Source excerpt:
__________

ORDER BY clause

The ORDER BY clause allows you to specify the columns, or expressions, by which a relational (non-streaming) query is sorted. If you do not specify an ORDER BY clause, the order of the rows is unspecified.

ORDER BY is also supported for streaming queries (see Streaming Order By below) and, by using a SQLstream keyword, can be used to time-sort rows in a time-based window. See T-sorting Stream Input below for more details.

This topic contains information on teh following:

Syntax Chart for the ORDER BY Clause

To see where this clause fits, see the SELECT chart in the topic SELECT statement in this guide.

Note: For the use and effect of the t_sort_clause, see T-sorting Stream Input below.

The ORDER BY clause is evaluated after FROM, WHERE, GROUP BY, HAVING, and SELECT clauses. As a result, expressions that are filtered away by a GROUP BY or SELECT DISTINCT operation cannot be sorted on.

For example, it is illegal to write

SELECT DISTINCT deptno
FROM emp
ORDER BY gender

because for a given value of deptno there is no single well-defined value of gender.

If an expression has been given a column alias in the SELECT clause, you can refer to it by that alias.

If the expression is an integer literal n, it means the nth entry in the SELECT clause.

__________

Records:

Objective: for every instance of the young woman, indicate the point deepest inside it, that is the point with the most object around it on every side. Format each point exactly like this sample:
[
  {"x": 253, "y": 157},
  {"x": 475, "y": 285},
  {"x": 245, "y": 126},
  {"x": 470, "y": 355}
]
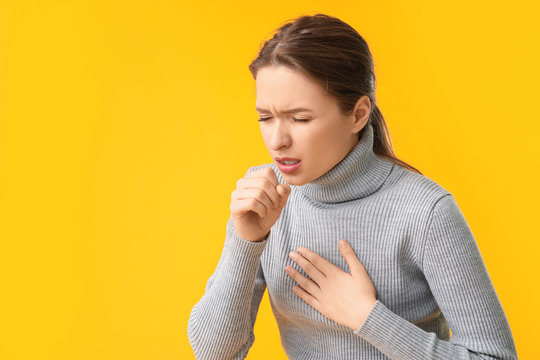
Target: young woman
[{"x": 409, "y": 270}]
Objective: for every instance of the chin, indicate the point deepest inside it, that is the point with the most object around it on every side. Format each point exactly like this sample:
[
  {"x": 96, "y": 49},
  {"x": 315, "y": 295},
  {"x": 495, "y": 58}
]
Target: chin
[{"x": 293, "y": 180}]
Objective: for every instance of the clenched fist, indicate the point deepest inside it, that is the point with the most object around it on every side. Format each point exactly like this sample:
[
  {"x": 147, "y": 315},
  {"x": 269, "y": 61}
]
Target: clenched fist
[{"x": 257, "y": 202}]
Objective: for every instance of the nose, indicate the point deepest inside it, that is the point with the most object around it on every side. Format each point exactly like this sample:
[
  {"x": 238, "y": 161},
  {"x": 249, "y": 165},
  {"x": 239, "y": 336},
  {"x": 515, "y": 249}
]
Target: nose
[{"x": 280, "y": 136}]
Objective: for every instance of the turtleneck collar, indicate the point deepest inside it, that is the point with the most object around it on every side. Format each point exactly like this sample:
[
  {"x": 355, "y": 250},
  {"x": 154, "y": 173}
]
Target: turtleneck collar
[{"x": 360, "y": 173}]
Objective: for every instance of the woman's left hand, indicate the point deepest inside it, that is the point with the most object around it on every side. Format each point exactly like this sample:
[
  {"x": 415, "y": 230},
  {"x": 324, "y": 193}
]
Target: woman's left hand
[{"x": 346, "y": 298}]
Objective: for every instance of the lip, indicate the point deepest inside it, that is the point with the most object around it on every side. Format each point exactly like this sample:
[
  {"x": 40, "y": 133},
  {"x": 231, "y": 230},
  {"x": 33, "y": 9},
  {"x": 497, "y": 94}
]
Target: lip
[
  {"x": 288, "y": 168},
  {"x": 286, "y": 159}
]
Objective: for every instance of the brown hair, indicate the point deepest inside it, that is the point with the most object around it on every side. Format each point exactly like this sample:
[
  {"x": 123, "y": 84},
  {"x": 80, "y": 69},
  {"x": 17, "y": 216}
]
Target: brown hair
[{"x": 332, "y": 53}]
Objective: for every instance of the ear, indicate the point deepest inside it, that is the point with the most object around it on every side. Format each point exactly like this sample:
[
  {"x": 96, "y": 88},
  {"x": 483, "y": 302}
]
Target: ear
[{"x": 361, "y": 112}]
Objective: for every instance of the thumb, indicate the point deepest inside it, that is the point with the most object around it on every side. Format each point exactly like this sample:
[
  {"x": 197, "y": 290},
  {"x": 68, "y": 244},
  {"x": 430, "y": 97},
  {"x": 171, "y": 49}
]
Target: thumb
[
  {"x": 350, "y": 257},
  {"x": 284, "y": 190}
]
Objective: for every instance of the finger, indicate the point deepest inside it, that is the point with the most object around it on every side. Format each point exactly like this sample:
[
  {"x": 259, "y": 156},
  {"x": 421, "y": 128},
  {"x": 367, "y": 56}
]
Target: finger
[
  {"x": 350, "y": 257},
  {"x": 319, "y": 262},
  {"x": 266, "y": 173},
  {"x": 308, "y": 267},
  {"x": 254, "y": 193},
  {"x": 284, "y": 191},
  {"x": 304, "y": 282},
  {"x": 263, "y": 183},
  {"x": 240, "y": 207}
]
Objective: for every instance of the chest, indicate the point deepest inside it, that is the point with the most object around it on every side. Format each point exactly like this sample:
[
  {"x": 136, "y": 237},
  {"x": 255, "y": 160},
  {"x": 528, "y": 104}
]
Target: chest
[{"x": 386, "y": 244}]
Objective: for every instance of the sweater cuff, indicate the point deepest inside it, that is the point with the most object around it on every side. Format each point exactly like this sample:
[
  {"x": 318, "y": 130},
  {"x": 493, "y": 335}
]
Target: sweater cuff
[
  {"x": 391, "y": 334},
  {"x": 243, "y": 255}
]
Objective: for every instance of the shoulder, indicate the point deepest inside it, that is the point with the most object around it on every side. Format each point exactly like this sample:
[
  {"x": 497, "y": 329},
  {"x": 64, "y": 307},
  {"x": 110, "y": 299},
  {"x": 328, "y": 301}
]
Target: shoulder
[{"x": 414, "y": 189}]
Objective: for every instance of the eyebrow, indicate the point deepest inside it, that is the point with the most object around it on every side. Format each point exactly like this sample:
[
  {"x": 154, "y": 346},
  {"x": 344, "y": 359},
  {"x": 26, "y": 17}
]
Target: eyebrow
[{"x": 289, "y": 111}]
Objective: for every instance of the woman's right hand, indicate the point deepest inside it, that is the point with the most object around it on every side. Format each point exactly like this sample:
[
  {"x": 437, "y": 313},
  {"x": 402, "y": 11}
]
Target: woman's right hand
[{"x": 257, "y": 202}]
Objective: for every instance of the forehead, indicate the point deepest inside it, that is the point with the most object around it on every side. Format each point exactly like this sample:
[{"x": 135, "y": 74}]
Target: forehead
[{"x": 280, "y": 88}]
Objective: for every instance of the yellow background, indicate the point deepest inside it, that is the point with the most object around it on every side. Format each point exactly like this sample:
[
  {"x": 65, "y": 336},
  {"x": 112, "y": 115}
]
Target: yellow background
[{"x": 126, "y": 124}]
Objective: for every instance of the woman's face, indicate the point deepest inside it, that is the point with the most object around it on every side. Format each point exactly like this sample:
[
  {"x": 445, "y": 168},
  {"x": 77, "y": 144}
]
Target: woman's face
[{"x": 320, "y": 142}]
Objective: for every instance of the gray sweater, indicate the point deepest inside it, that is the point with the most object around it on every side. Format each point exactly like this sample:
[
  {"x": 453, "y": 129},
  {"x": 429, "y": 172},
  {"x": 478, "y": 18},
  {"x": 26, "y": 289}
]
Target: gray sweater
[{"x": 415, "y": 244}]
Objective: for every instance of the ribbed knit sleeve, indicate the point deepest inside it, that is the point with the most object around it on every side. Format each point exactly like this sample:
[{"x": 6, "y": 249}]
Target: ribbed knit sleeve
[
  {"x": 462, "y": 287},
  {"x": 221, "y": 324}
]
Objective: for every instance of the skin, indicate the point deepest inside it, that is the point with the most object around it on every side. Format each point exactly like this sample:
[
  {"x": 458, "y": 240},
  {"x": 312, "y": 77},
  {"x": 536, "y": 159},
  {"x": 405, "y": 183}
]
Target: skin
[{"x": 320, "y": 143}]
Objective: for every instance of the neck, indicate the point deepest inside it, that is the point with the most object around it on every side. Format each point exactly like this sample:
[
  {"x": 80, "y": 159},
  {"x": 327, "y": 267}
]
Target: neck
[{"x": 360, "y": 173}]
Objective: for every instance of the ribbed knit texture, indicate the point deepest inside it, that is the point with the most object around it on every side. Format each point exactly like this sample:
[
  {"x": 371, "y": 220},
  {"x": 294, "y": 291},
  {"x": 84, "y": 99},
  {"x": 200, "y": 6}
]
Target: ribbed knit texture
[{"x": 415, "y": 244}]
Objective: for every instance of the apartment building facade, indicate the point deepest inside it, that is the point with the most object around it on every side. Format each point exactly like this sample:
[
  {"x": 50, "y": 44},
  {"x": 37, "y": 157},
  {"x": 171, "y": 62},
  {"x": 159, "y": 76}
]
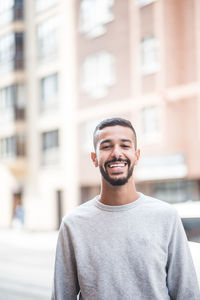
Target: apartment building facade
[{"x": 78, "y": 62}]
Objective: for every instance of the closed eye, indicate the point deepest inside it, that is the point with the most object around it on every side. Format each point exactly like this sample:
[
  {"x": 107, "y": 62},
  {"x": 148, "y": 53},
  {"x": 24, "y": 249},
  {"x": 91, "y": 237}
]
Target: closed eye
[{"x": 106, "y": 147}]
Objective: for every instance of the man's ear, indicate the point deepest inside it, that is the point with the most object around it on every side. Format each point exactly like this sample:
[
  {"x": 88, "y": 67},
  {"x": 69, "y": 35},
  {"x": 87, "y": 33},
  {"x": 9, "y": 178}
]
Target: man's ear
[
  {"x": 137, "y": 154},
  {"x": 94, "y": 159}
]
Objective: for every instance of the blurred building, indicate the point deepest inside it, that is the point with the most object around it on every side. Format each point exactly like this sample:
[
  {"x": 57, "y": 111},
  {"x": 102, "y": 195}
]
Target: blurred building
[{"x": 66, "y": 65}]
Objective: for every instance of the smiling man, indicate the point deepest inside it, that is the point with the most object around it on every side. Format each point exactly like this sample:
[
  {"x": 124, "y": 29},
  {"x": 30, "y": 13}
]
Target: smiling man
[{"x": 122, "y": 245}]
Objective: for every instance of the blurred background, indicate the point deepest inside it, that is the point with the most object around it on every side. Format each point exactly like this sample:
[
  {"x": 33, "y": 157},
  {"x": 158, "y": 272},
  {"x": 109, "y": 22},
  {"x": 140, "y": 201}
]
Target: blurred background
[{"x": 64, "y": 66}]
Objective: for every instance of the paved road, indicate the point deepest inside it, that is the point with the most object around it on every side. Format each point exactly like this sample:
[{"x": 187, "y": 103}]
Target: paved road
[{"x": 26, "y": 265}]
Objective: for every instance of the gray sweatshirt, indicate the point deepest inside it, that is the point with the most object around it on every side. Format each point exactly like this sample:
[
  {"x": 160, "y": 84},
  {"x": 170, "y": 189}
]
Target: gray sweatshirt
[{"x": 136, "y": 251}]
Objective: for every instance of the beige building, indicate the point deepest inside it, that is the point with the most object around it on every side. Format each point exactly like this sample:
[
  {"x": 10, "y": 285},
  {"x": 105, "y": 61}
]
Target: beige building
[{"x": 67, "y": 64}]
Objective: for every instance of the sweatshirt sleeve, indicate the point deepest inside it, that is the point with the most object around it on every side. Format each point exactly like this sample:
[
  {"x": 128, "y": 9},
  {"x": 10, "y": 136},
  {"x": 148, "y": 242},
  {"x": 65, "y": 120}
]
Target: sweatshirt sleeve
[
  {"x": 181, "y": 277},
  {"x": 65, "y": 285}
]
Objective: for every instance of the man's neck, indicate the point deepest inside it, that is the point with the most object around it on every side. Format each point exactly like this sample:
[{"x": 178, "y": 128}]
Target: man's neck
[{"x": 118, "y": 195}]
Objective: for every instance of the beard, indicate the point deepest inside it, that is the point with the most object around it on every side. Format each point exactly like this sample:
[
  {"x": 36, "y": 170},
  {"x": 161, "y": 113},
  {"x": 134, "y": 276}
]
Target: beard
[{"x": 117, "y": 181}]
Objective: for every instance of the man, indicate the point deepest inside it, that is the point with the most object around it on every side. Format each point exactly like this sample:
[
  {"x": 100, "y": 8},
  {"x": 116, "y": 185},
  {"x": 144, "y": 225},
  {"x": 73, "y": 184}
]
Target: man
[{"x": 122, "y": 245}]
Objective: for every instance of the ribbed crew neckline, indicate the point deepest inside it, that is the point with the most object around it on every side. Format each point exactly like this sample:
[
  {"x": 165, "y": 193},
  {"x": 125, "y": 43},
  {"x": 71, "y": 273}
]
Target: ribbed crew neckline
[{"x": 116, "y": 208}]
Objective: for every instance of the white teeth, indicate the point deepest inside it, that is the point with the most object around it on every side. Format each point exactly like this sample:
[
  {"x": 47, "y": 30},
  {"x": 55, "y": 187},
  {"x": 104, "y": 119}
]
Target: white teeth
[{"x": 116, "y": 165}]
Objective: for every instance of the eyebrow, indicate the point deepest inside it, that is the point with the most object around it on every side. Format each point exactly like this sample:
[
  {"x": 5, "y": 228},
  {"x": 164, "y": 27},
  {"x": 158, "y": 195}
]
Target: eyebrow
[{"x": 110, "y": 141}]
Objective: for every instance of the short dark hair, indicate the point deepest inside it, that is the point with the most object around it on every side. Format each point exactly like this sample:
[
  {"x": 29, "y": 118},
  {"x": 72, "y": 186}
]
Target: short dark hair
[{"x": 113, "y": 122}]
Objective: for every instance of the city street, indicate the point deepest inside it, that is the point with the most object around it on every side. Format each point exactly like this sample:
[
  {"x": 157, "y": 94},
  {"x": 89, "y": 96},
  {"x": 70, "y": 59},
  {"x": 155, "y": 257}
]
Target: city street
[{"x": 26, "y": 264}]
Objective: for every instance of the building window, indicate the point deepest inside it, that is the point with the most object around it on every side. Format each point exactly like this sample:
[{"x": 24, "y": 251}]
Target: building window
[
  {"x": 98, "y": 74},
  {"x": 50, "y": 146},
  {"x": 6, "y": 11},
  {"x": 10, "y": 10},
  {"x": 142, "y": 3},
  {"x": 13, "y": 146},
  {"x": 94, "y": 15},
  {"x": 149, "y": 56},
  {"x": 87, "y": 130},
  {"x": 41, "y": 5},
  {"x": 11, "y": 51},
  {"x": 175, "y": 191},
  {"x": 18, "y": 9},
  {"x": 49, "y": 92},
  {"x": 48, "y": 38},
  {"x": 150, "y": 128},
  {"x": 12, "y": 104}
]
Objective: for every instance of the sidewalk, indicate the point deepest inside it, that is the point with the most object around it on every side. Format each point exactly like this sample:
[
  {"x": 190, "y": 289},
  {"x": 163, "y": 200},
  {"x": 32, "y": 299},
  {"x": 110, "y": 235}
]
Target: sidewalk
[{"x": 29, "y": 240}]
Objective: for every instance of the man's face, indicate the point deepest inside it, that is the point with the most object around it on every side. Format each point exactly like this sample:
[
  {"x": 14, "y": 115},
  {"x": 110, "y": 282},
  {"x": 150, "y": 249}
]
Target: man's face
[{"x": 115, "y": 154}]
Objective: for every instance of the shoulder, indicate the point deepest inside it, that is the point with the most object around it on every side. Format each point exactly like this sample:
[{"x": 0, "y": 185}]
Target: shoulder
[
  {"x": 160, "y": 208},
  {"x": 81, "y": 212}
]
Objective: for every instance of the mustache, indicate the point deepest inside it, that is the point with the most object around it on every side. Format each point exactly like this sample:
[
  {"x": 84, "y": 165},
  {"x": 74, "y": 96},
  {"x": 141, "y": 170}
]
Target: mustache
[{"x": 117, "y": 160}]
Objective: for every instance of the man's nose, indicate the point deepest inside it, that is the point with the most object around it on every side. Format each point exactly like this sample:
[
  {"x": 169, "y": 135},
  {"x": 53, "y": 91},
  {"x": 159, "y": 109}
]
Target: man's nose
[{"x": 116, "y": 153}]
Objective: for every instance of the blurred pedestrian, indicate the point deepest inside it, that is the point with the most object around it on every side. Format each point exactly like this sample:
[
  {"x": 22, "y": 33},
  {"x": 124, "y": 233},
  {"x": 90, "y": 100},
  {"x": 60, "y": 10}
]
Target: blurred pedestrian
[{"x": 122, "y": 245}]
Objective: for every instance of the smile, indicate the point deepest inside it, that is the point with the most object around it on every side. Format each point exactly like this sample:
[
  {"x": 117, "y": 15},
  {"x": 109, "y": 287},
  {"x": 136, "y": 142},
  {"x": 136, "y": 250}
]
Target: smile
[{"x": 117, "y": 165}]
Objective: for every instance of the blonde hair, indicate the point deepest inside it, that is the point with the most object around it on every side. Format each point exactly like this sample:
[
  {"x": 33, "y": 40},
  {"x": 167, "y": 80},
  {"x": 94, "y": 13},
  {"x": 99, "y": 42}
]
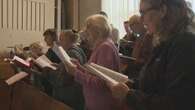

__________

Exercises:
1. Duplicate the records from the line containing "Objective: for every instance of the smile, indicate" through the end of the records, including both ends, and leave the pictures out.
2. Pick up the text on the SQL ORDER BY clause after its last sentence and carry it further.

Responses by task:
1.
Objective: for every instance of the smile, indicate the point deepest inside it, that is the point with the most object around it on every side. Format each point exactly like this sample:
[
  {"x": 117, "y": 15},
  {"x": 109, "y": 287},
  {"x": 136, "y": 142},
  {"x": 136, "y": 250}
]
Target: smile
[{"x": 117, "y": 165}]
Objective: for every instance of the blonde hair, indicate the point deepest inside it, that is the point with the most object around it on every side. Format each point exactly like this sample:
[
  {"x": 33, "y": 40},
  {"x": 167, "y": 80},
  {"x": 94, "y": 13},
  {"x": 99, "y": 42}
]

2.
For example, the following three queries are equivalent:

SELECT orderId, unitPrice * quantity AS total
FROM Orders
ORDER BY 2;
SELECT orderId, unitPrice * quantity AS total
FROM Orders
ORDER BY total;
SELECT orderId, unitPrice * quantity AS total
FROM Orders
ORDER BY unitPrice * quantity;

Streaming Order By

A streaming query can use ORDER BY if its leading expression is time-based and monotonic. For example, a streaming query whose leading expression is based on the ROWTIME column can use ORDER BY to do the following operations:

  • Sort the results of a streaming GROUP BY.
  • Sort a batch of rows arriving within a fixed time window of a stream.
  • Perform streaming ORDER BY on windowed-joins.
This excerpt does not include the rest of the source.